> _Written exercise_: Repeat each record exactly. Any picture gets left out.

Location identification entries:
⟨

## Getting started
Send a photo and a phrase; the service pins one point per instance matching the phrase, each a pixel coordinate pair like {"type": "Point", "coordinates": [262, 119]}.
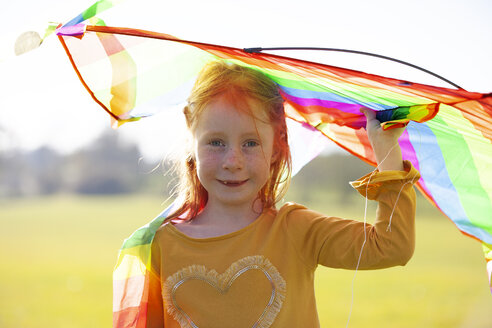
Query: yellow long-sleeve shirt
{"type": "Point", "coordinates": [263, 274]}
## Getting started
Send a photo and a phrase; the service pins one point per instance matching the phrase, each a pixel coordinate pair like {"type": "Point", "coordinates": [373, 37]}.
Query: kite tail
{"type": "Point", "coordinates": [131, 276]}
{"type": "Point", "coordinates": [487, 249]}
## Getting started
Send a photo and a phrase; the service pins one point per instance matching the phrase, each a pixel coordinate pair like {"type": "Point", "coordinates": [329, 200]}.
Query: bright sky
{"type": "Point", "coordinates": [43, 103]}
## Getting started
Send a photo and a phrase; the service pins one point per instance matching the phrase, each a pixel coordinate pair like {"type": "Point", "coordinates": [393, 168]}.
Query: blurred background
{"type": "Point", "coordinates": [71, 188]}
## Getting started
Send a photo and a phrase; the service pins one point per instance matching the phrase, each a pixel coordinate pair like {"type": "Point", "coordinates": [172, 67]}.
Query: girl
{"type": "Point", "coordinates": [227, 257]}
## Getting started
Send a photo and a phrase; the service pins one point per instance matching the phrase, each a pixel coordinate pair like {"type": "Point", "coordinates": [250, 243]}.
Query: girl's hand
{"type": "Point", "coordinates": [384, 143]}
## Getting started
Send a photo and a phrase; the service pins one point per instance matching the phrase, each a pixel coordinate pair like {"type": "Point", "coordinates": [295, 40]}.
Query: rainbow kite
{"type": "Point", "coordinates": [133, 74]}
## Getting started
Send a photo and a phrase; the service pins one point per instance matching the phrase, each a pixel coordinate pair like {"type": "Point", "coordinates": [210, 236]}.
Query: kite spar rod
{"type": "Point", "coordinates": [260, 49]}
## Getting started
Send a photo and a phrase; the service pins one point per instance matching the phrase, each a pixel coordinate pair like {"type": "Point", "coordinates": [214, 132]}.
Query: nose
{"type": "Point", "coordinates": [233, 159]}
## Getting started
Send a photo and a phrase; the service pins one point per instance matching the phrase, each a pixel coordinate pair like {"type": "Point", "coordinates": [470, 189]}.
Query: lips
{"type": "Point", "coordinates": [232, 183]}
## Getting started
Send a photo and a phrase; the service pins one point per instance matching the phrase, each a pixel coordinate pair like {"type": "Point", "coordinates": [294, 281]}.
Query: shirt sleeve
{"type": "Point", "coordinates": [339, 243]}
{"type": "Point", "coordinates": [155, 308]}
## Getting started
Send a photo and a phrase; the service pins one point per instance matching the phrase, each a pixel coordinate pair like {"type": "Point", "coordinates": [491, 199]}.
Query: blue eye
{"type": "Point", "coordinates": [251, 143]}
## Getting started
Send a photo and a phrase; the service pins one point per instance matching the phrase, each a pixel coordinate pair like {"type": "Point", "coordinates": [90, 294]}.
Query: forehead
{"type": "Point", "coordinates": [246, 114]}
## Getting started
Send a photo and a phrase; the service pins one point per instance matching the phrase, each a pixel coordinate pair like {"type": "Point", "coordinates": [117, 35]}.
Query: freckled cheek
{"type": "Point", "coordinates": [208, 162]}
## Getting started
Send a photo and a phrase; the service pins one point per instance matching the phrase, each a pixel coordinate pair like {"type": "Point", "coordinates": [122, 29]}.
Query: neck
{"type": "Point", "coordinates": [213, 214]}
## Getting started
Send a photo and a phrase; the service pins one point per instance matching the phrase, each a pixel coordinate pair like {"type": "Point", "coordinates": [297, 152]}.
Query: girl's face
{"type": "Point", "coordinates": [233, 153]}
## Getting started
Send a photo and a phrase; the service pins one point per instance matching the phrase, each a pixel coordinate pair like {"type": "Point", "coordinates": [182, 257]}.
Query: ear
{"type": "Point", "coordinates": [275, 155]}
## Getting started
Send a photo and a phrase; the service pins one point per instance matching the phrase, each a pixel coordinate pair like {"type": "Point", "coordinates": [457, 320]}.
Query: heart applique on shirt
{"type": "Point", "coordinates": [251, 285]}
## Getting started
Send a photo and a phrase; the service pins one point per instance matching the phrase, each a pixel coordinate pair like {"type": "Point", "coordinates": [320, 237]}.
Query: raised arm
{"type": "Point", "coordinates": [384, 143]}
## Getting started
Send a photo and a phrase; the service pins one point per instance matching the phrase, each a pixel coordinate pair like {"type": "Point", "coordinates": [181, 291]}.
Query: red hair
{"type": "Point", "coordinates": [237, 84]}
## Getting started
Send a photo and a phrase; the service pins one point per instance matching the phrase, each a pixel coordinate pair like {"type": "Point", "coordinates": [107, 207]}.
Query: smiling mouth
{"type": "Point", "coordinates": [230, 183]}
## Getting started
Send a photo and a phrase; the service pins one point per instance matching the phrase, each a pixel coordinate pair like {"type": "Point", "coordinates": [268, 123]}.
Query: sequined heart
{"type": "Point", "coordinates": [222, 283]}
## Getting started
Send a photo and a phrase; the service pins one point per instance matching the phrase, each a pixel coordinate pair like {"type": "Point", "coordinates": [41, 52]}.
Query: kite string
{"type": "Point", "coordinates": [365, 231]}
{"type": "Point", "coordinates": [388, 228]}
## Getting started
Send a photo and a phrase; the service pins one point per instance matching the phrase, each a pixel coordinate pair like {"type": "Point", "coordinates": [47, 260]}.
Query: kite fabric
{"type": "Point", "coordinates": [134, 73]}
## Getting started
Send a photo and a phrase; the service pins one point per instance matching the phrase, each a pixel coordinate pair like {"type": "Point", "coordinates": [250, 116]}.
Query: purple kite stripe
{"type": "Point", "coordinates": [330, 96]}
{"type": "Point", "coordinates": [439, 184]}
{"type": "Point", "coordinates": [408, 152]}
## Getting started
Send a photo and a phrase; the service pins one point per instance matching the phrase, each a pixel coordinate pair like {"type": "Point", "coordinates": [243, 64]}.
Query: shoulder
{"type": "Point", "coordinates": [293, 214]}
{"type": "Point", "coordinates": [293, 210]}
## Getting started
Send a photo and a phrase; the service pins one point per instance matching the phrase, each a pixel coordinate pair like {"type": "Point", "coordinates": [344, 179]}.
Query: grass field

⟩

> _Expected answer_:
## Getting started
Send a photo and a phrase; the service pins one point per instance matching the phrase, each a pixel coordinate pair like {"type": "Point", "coordinates": [262, 119]}.
Query: yellow long-sleeve shirt
{"type": "Point", "coordinates": [263, 274]}
## Getting started
Send a photo and a phrase; the service pins one point per instance matching the phrase, each a pixel coordinate pair like {"type": "Point", "coordinates": [373, 37]}.
Query: kite tail
{"type": "Point", "coordinates": [131, 276]}
{"type": "Point", "coordinates": [487, 249]}
## Getting started
Send a photo and a phrase; the service pins one point per instance matching the phrase, each a pixel coordinate pair like {"type": "Point", "coordinates": [329, 200]}.
Query: bright sky
{"type": "Point", "coordinates": [43, 103]}
## Getting started
Send a photo and a phrase; the service pins one point per instance matching the phrase, each a pixel coordinate pair like {"type": "Point", "coordinates": [393, 168]}.
Query: blurred background
{"type": "Point", "coordinates": [71, 188]}
## Getting started
Send a photo and a phrase; the service pins one point per instance matching the phrase, each a pixel coordinate pair like {"type": "Point", "coordinates": [172, 67]}.
Query: girl
{"type": "Point", "coordinates": [227, 257]}
## Getting started
Send a photo and a phrase; the service pins one point per instance matching the phrase, each a pixel coordinate pair like {"type": "Point", "coordinates": [250, 243]}.
Query: girl's hand
{"type": "Point", "coordinates": [384, 143]}
## Getting started
Send a photo and a phrase; the service pins one point per instance matching the phrase, each a pixel coordinate pair like {"type": "Point", "coordinates": [295, 40]}.
Query: rainbow kite
{"type": "Point", "coordinates": [133, 74]}
## Getting started
Send a photo and a phrase; the service pins one point per instance matching the phrase, each a pixel coordinate pair like {"type": "Point", "coordinates": [210, 236]}.
Query: kite spar rod
{"type": "Point", "coordinates": [260, 49]}
## Getting started
Send a photo and a phrase; the service pins one point per instance matching the phrase, each a pixel coordinate pair like {"type": "Point", "coordinates": [214, 132]}.
Query: nose
{"type": "Point", "coordinates": [233, 159]}
## Getting started
Send a photo and a phrase; the service pins one point per instance matching the phrase, each a pixel coordinate pair like {"type": "Point", "coordinates": [470, 189]}.
Query: lips
{"type": "Point", "coordinates": [232, 183]}
## Getting started
Send a photo and a phrase; the service pins one point per instance matching the phrase, each a pixel coordinate pair like {"type": "Point", "coordinates": [294, 281]}.
Query: shirt sleeve
{"type": "Point", "coordinates": [339, 243]}
{"type": "Point", "coordinates": [155, 308]}
## Getting started
Send a photo and a phrase; the service pins one point per instance matching the phrase, each a pixel coordinate pair like {"type": "Point", "coordinates": [491, 199]}.
Query: blue eye
{"type": "Point", "coordinates": [251, 143]}
## Getting started
Send a photo and a phrase; the service pins one point per instance matching the phrase, each a pixel coordinate pair like {"type": "Point", "coordinates": [90, 294]}.
Query: forehead
{"type": "Point", "coordinates": [246, 114]}
## Getting started
Send a photo and a phrase; the service pins one point per instance matching the phrase, each a pixel coordinate pair like {"type": "Point", "coordinates": [117, 35]}.
Query: freckled cheek
{"type": "Point", "coordinates": [208, 162]}
## Getting started
Send a photo and a phrase; the service pins one point per instance matching the phrase, each a pixel coordinate pair like {"type": "Point", "coordinates": [122, 29]}.
Query: neck
{"type": "Point", "coordinates": [213, 214]}
## Getting started
Send a photo and a phrase; the service pins one point per instance matching the phrase, each a pixel coordinate pair like {"type": "Point", "coordinates": [297, 152]}.
Query: girl's face
{"type": "Point", "coordinates": [233, 153]}
## Getting started
Send a photo and a phrase; the service pins one point per instance matching the phrase, each a pixel coordinate pair like {"type": "Point", "coordinates": [182, 257]}.
Query: ear
{"type": "Point", "coordinates": [275, 155]}
## Getting started
Send a photo and a phrase; the service pins one point per instance matching the phrase, each a pixel coordinate pair like {"type": "Point", "coordinates": [457, 320]}.
Query: heart applique on shirt
{"type": "Point", "coordinates": [251, 285]}
## Getting started
Send a photo and a phrase; the service pins one point per instance matching the phrase, each a pixel coordinate pair like {"type": "Point", "coordinates": [320, 237]}.
Query: raised arm
{"type": "Point", "coordinates": [384, 143]}
## Getting started
Send a photo and a phrase; the service pins one point per instance matching the phrase, each a pixel coordinate pair like {"type": "Point", "coordinates": [181, 291]}.
Query: red hair
{"type": "Point", "coordinates": [237, 84]}
## Getting started
Send a photo and a phrase; the service pins one point per instance matching the phrase, each a pixel coordinate pair like {"type": "Point", "coordinates": [107, 207]}.
Query: smiling mouth
{"type": "Point", "coordinates": [230, 183]}
## Getting started
Send a photo and a phrase; the service pins one point per instance matching the phrase, each a pixel coordinate pair like {"type": "Point", "coordinates": [268, 123]}.
Query: sequined heart
{"type": "Point", "coordinates": [222, 283]}
## Getting started
Send a photo and a phrase; the service pins one point per instance matching the phrase, each a pixel coordinate pair like {"type": "Point", "coordinates": [41, 52]}.
Query: kite string
{"type": "Point", "coordinates": [365, 231]}
{"type": "Point", "coordinates": [388, 228]}
## Getting started
Send a photo and a phrase; the service pins one point per instance matching the phrase, each a pixel coordinate pair like {"type": "Point", "coordinates": [47, 260]}.
Query: kite fabric
{"type": "Point", "coordinates": [134, 73]}
## Getting started
Send a photo and a phrase; the service pins one point per instance matching the phrase, each a pixel coordinate pair like {"type": "Point", "coordinates": [250, 116]}.
Query: purple kite stripe
{"type": "Point", "coordinates": [330, 96]}
{"type": "Point", "coordinates": [439, 184]}
{"type": "Point", "coordinates": [408, 152]}
## Getting started
Send a photo and a phrase; the service pins one point per instance matching the phrase, each a pixel coordinate pair like {"type": "Point", "coordinates": [243, 64]}.
Query: shoulder
{"type": "Point", "coordinates": [293, 214]}
{"type": "Point", "coordinates": [293, 210]}
## Getting started
Send a photo and a phrase; the service pins one point per instance matching the phrase, each a pixel coordinate pair like {"type": "Point", "coordinates": [344, 179]}.
Query: grass field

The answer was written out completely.